**DATASET EXCERPTS**
►
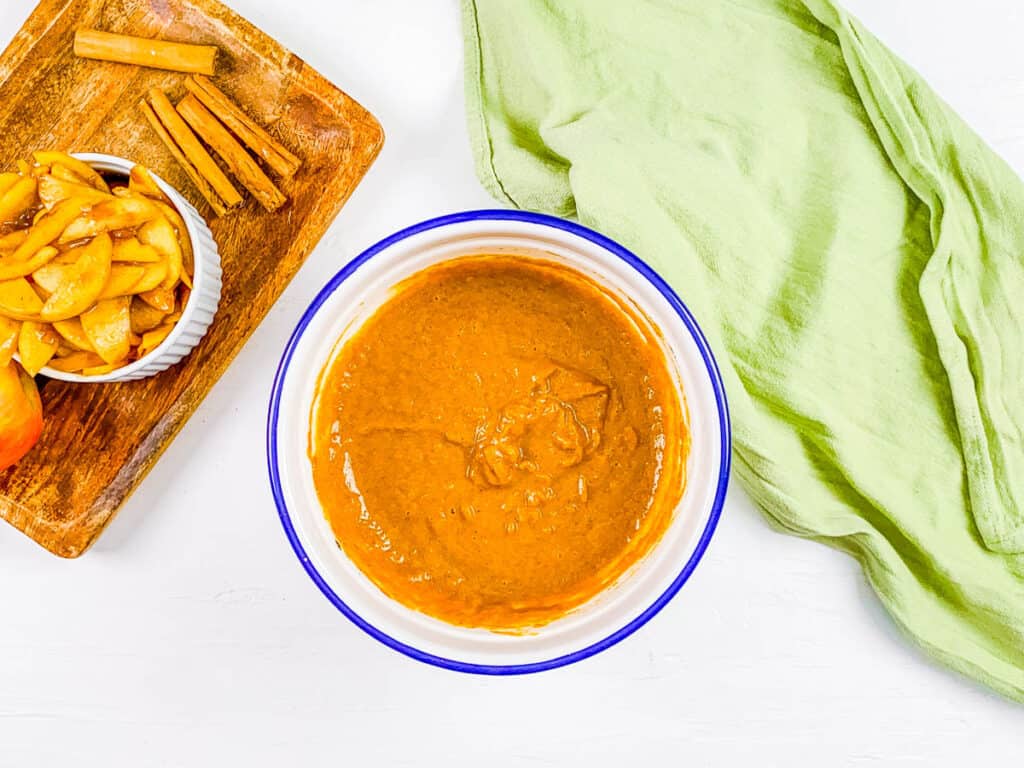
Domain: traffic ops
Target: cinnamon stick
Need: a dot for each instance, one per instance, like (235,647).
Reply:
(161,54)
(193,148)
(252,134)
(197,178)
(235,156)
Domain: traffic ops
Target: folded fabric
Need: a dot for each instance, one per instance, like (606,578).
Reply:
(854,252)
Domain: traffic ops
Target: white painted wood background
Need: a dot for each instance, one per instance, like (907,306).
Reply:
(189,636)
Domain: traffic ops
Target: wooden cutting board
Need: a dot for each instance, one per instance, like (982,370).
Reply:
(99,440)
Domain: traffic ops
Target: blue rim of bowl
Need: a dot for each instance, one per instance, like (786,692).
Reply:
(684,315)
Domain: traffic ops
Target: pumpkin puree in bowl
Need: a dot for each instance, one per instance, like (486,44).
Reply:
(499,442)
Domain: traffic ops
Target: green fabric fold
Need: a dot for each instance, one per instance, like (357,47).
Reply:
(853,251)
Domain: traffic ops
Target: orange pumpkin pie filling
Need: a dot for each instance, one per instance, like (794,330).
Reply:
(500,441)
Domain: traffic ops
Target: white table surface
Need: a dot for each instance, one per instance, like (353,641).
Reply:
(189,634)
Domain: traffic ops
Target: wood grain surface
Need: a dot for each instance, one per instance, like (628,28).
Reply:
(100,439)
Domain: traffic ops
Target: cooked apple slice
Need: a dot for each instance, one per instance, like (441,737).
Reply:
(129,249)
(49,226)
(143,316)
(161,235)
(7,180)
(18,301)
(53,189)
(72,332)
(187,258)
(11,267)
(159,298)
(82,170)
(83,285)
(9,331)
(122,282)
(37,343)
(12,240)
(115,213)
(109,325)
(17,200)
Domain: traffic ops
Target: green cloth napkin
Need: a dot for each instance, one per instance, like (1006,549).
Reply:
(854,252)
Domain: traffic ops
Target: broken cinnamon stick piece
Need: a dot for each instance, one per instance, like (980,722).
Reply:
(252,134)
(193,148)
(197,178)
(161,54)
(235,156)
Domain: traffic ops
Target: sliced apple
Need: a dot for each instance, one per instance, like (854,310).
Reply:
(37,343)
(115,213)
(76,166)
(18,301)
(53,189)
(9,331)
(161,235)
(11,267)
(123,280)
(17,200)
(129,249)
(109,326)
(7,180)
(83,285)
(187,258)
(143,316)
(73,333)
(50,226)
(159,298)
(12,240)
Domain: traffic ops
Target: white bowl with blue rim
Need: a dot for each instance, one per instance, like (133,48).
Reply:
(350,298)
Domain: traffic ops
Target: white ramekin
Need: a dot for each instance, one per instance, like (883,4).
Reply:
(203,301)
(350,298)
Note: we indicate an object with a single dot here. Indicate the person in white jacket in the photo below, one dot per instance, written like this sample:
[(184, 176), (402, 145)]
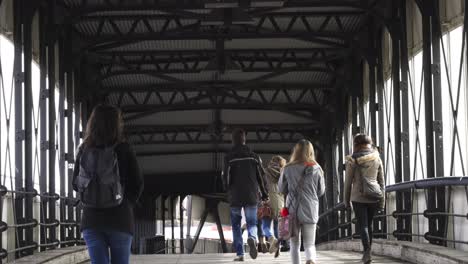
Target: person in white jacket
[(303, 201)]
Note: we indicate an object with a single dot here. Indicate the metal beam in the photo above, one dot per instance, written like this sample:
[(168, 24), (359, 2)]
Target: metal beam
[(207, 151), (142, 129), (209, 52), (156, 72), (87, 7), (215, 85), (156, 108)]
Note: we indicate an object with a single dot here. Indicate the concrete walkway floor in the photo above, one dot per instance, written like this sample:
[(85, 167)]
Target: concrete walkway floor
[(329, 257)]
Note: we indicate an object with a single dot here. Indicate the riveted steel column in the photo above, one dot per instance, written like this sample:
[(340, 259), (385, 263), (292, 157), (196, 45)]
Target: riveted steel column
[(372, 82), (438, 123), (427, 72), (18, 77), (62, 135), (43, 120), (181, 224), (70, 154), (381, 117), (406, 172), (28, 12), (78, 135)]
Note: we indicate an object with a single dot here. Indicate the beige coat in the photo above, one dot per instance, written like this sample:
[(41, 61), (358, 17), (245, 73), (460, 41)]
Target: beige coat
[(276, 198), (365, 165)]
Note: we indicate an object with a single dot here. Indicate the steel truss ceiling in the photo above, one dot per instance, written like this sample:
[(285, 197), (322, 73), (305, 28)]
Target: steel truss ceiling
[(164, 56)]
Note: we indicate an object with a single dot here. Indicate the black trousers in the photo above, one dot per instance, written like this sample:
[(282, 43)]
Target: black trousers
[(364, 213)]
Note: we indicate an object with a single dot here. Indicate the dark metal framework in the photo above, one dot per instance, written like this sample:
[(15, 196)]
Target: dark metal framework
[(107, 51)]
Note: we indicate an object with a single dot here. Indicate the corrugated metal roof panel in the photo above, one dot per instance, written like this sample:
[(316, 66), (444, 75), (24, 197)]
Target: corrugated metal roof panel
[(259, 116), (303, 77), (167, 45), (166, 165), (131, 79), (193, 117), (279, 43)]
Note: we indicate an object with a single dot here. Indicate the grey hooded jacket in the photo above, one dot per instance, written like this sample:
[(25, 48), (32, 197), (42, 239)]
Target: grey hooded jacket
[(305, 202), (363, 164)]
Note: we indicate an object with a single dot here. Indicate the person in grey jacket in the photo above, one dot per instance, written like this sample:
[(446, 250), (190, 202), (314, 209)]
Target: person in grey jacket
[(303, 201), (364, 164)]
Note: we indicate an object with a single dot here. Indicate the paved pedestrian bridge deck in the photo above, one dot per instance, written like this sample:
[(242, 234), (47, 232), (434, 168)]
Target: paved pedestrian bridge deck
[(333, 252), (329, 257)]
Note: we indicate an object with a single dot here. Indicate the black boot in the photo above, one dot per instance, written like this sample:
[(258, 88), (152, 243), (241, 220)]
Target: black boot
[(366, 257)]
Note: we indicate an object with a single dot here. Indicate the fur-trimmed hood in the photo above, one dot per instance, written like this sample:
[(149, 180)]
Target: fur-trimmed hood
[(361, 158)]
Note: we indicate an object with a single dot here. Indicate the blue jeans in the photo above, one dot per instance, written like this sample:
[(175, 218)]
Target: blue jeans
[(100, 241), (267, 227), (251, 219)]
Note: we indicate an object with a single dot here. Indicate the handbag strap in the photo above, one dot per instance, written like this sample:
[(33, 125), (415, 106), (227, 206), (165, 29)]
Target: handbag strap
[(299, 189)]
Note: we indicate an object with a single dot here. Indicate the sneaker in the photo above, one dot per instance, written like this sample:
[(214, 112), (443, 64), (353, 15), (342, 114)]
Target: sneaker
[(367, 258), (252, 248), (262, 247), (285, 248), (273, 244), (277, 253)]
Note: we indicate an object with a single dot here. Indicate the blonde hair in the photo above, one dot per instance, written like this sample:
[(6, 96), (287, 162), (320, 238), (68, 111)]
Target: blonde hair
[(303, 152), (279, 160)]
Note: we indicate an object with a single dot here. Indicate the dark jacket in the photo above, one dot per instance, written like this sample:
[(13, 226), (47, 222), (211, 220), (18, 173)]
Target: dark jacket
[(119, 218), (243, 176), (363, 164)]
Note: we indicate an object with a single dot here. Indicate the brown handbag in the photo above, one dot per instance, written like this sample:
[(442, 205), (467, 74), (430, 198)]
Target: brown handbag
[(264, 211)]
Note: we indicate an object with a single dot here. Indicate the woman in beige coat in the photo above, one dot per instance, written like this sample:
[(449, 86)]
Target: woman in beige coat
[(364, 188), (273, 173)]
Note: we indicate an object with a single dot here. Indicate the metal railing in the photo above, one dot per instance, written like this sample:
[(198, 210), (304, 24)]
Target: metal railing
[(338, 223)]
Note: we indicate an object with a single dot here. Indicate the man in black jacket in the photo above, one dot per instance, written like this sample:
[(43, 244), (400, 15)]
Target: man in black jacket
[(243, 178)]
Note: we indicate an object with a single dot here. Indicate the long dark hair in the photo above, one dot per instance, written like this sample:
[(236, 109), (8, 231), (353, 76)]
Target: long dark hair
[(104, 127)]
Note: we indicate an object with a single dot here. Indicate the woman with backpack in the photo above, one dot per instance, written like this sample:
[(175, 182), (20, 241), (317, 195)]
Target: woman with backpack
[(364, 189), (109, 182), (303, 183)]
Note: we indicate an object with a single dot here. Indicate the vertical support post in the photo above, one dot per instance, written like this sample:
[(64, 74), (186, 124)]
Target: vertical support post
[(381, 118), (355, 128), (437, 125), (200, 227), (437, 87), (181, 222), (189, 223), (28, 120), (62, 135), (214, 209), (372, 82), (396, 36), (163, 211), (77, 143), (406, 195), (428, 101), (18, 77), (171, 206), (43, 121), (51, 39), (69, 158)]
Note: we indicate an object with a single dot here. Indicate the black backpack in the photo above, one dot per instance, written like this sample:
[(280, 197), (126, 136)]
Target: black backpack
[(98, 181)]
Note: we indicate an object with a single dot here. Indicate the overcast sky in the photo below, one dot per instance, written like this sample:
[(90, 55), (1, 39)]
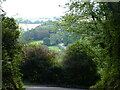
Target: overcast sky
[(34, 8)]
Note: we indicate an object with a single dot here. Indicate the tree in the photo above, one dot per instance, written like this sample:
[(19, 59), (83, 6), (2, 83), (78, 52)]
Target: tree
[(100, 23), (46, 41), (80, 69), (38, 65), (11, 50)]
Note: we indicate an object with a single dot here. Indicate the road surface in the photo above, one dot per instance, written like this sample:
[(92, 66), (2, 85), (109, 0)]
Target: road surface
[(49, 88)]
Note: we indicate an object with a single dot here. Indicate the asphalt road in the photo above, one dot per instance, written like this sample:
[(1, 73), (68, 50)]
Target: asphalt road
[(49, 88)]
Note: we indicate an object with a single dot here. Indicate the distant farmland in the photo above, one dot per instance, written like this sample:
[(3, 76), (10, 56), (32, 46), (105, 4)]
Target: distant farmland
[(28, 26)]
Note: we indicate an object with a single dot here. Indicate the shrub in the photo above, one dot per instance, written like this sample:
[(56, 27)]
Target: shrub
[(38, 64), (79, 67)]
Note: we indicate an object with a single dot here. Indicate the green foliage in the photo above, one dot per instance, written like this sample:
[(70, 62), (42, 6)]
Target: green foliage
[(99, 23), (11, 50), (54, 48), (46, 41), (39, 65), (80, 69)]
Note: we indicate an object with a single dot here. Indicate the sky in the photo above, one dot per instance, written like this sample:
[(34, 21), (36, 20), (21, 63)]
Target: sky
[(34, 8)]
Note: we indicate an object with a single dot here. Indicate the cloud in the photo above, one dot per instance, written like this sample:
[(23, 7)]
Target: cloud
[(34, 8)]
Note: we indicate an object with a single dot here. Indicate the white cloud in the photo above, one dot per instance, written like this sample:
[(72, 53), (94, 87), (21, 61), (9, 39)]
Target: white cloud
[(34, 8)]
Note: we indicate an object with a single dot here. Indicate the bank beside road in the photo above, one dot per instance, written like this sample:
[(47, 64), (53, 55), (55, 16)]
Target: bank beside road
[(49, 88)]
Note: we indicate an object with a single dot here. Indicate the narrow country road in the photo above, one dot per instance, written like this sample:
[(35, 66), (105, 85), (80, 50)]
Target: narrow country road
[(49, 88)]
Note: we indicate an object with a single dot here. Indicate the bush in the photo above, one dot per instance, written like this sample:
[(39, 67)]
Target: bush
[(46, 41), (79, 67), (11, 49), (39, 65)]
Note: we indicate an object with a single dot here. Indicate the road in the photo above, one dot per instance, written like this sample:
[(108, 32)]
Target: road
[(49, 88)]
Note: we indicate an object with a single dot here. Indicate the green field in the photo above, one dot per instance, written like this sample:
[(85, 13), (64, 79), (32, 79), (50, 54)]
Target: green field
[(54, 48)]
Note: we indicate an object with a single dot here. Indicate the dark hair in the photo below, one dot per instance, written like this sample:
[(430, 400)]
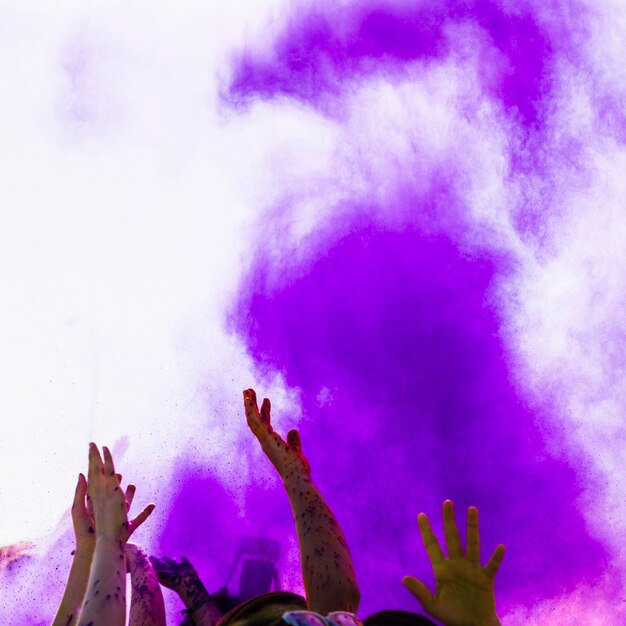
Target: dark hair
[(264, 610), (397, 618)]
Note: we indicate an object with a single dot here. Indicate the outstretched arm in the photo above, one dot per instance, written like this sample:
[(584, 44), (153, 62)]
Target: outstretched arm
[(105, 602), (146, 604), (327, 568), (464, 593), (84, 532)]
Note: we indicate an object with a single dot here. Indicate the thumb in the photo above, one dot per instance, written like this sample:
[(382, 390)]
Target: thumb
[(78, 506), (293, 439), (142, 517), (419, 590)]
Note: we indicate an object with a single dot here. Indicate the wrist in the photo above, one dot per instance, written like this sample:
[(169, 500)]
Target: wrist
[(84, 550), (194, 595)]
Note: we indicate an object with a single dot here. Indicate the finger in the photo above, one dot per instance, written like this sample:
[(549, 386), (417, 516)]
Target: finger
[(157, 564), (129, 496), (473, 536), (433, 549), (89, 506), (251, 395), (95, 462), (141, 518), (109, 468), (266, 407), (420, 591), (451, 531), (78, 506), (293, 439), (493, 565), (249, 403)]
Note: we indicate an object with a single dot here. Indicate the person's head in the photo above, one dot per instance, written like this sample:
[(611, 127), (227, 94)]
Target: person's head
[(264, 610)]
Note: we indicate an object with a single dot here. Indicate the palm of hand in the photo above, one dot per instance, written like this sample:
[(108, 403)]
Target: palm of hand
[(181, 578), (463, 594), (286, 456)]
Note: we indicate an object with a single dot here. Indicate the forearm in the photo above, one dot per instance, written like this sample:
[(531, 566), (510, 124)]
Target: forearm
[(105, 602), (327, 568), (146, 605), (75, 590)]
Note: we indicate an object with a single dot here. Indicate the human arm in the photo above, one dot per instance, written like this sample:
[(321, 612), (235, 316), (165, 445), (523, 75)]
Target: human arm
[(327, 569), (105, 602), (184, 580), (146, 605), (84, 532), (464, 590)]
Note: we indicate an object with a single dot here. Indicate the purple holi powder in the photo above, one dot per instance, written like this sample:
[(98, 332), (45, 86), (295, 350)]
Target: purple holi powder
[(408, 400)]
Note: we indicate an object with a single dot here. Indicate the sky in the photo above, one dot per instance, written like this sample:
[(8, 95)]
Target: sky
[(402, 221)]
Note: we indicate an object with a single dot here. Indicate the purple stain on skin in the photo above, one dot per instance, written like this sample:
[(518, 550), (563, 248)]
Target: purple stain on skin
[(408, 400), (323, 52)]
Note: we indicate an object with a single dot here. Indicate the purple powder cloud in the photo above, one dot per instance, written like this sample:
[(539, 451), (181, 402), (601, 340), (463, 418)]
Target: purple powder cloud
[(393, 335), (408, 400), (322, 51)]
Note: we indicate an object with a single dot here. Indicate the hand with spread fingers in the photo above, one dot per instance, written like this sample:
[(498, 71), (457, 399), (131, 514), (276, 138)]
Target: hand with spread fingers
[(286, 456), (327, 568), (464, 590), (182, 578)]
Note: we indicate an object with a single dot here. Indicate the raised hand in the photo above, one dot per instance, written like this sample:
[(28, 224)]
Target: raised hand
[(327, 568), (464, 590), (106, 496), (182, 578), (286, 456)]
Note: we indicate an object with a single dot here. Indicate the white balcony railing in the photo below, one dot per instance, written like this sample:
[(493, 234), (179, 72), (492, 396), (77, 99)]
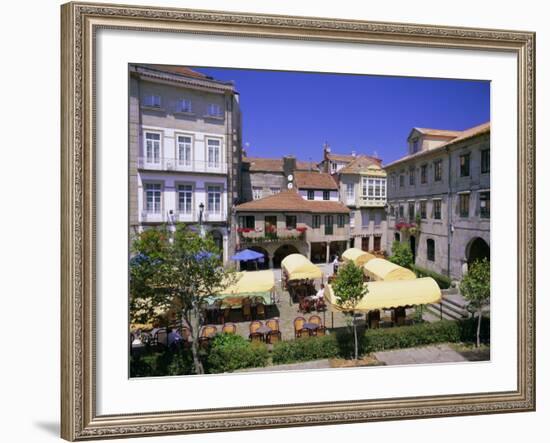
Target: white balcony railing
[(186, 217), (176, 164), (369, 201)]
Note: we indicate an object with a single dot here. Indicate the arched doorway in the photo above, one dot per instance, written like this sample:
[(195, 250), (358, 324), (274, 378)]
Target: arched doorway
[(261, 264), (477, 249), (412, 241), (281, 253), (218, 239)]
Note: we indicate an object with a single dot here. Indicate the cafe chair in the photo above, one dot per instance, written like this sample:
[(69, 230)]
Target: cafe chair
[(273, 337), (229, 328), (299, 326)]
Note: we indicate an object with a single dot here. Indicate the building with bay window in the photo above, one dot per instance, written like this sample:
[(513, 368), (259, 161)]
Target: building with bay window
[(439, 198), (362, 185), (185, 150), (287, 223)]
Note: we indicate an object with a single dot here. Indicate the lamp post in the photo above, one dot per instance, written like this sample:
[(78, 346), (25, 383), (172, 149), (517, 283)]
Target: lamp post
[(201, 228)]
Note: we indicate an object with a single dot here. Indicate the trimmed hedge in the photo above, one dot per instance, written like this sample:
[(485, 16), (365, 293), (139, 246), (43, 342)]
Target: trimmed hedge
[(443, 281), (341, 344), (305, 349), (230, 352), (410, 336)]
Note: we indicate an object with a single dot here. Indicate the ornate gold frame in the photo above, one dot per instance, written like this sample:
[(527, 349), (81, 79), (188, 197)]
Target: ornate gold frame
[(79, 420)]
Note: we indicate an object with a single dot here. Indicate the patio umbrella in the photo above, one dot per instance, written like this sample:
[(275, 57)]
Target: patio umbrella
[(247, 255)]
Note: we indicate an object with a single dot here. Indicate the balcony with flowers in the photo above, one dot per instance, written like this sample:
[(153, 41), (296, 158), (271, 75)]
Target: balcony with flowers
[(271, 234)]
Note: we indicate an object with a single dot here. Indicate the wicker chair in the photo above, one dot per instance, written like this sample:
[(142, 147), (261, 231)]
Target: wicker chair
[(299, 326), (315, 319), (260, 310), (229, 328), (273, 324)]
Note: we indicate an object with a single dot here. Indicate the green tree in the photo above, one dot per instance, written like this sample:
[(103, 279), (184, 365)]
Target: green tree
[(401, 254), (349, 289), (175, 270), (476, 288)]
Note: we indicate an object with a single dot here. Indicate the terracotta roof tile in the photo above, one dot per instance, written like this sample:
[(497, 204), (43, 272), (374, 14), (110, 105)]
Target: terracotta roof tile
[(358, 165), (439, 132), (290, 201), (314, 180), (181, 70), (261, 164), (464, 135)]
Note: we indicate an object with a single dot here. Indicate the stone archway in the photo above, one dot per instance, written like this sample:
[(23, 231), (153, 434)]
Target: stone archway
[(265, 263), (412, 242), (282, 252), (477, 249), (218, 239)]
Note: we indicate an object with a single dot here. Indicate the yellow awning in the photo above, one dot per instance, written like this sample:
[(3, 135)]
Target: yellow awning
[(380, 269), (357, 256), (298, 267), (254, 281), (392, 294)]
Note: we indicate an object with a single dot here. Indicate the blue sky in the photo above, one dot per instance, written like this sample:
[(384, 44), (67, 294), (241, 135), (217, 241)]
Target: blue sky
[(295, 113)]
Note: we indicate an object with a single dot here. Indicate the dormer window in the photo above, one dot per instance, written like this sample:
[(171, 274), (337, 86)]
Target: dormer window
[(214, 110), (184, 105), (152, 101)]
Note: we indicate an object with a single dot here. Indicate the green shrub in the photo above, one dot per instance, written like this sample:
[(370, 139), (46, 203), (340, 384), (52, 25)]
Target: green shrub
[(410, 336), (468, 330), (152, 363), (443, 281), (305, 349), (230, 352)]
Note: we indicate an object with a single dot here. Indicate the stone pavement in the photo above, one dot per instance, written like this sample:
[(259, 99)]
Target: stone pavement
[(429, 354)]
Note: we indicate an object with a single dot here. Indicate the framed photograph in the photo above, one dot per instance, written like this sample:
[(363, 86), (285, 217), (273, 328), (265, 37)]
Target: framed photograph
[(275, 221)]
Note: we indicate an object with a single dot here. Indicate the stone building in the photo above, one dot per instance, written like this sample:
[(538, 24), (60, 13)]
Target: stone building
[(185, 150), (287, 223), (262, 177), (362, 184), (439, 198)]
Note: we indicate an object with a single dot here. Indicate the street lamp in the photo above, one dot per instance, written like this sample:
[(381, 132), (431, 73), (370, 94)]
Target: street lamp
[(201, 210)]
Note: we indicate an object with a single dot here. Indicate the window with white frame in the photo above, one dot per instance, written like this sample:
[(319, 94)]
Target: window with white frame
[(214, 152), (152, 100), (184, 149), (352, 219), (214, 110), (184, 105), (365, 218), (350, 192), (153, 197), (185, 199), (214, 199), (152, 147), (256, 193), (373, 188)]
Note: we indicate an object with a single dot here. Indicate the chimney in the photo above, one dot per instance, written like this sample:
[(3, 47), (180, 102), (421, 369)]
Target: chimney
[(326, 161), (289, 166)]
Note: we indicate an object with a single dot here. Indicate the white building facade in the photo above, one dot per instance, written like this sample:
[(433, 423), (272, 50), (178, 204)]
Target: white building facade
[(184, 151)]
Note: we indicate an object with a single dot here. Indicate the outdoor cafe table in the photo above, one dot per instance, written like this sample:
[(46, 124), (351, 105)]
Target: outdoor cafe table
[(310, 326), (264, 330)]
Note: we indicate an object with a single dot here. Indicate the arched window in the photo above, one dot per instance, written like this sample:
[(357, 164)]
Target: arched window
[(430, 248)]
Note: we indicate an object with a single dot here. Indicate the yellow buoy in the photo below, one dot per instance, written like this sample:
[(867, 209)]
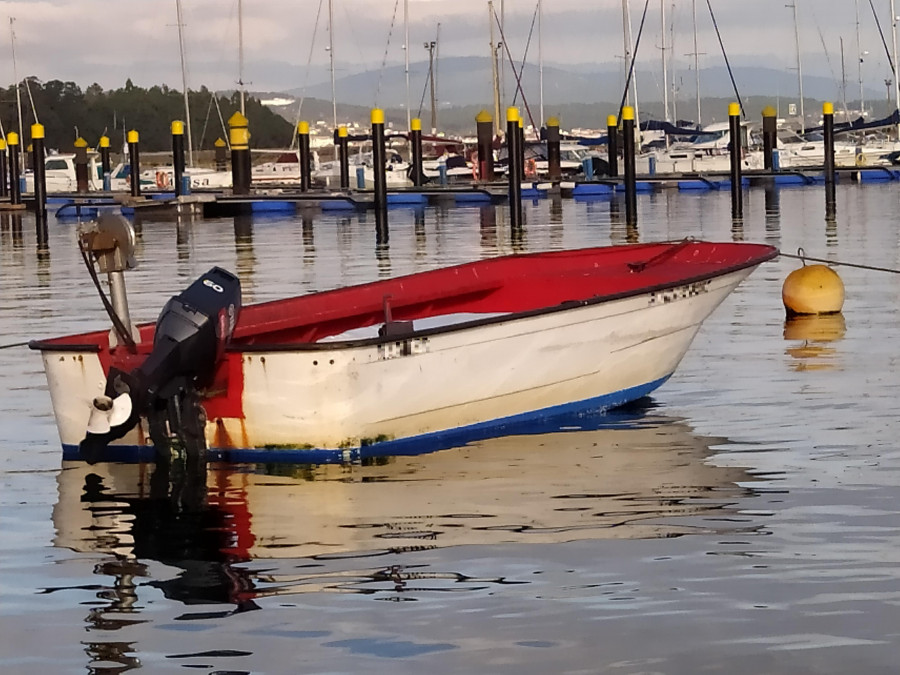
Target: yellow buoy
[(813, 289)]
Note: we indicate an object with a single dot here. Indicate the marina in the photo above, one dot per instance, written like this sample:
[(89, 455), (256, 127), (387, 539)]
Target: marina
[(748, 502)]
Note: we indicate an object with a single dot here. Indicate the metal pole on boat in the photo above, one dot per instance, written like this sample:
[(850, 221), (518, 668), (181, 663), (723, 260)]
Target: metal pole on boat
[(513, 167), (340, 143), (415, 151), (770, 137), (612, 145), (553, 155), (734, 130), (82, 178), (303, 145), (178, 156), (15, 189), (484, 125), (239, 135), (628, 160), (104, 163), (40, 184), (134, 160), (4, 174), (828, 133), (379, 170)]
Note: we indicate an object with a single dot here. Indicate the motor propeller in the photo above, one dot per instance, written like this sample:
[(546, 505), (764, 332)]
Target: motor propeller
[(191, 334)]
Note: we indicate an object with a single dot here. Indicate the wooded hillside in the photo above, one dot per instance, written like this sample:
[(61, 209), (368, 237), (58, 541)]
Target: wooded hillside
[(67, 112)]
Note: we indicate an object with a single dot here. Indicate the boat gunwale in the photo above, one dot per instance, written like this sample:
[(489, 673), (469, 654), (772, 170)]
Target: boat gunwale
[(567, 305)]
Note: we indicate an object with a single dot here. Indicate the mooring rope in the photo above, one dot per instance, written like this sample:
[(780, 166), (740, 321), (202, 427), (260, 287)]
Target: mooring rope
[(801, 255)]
◄
**BRIEF**
Scan the data for lines containing "pumpkin" and copy all of them.

**RESULT OF THIS TASK**
Target: pumpkin puree in bowl
Target: orange pumpkin pie filling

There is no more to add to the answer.